■ **DOCUMENT EXCERPT**:
╭──

Alan enjoying the view atop Table Mountain overlooking Cape Town, South Africa.

Alan enjoying the view atop Table Mountain overlooking Cape Town, South Africa.

Alan McCoy
by Madonna Luers

Our current Spokane Audubon Society chapter president Alan McCoy has been a board member “on and off” for about ten years, but he’s been a chapter member since the early ‘80’s when he moved to Spokane.

“I was on the ‘folding committee’ with some of our chapter founders,” he recalls fondly, back in the day when everyone received a paper edition of the Pygmy Owl newsletter in the postal mail. He’s always participated in the Spokane Christmas Bird Count (CBC) and, since the late 90’s, has served as the chapter’s CBC compiler.

Alan’s love of birds and birdwatching has been truly lifelong. His librarian mother started backyard bird feeding and birding when he was born in 1952 in Greensboro, North Carolina, and he learned about birds “through osmosis.” He attended the University of North Carolina in Chapel Hill for a couple of years where he found geography fascinating. He dropped out after two years to try to discover what he wanted to do with his life. He ended up at the University of Utah in Salt Lake City where the author of “Utah Birds,” William H. Behle, taught an ornithology class that Alan took twice. He couldn’t stay awake for the class, but loved the field trips.

“There is a large difference between a birder and an ornithologist,” Alan says. “The excruciating detail that ornithologists must explore is nowhere near as fascinating to me as the sounds, colors and behaviors of living birds in the wild.” He bought his first binoculars in the early 70’s and spent lots of time learning the birds of Utah’s Bear River Migratory Bird Refuge and southern Utah.

╰──

Rewrite the profile of Alan McCoy between "Our current Spokane" and "moved to Spokane.", inclusive, substituting "twelve years" for "ten years". The material that comes next is separate from the profile of Alan McCoy.

■ **RECORDED DATA**:
╭──

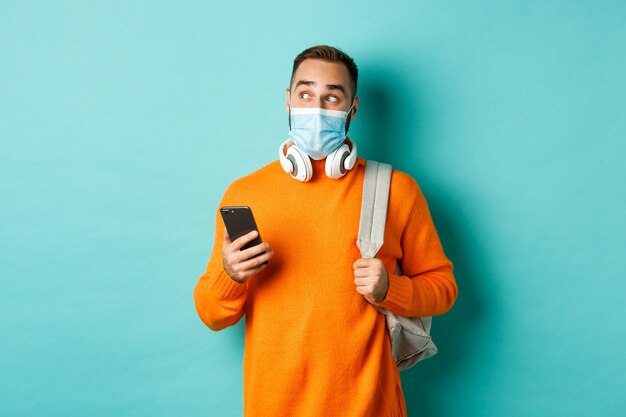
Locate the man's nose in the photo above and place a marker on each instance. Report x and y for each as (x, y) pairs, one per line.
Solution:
(321, 103)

╰──

■ **RESULT OF THE TASK**:
Our current Spokane Audubon Society chapter president Alan McCoy has been a board member “on and off” for about twelve years, but he’s been a chapter member since the early ‘80’s when he moved to Spokane.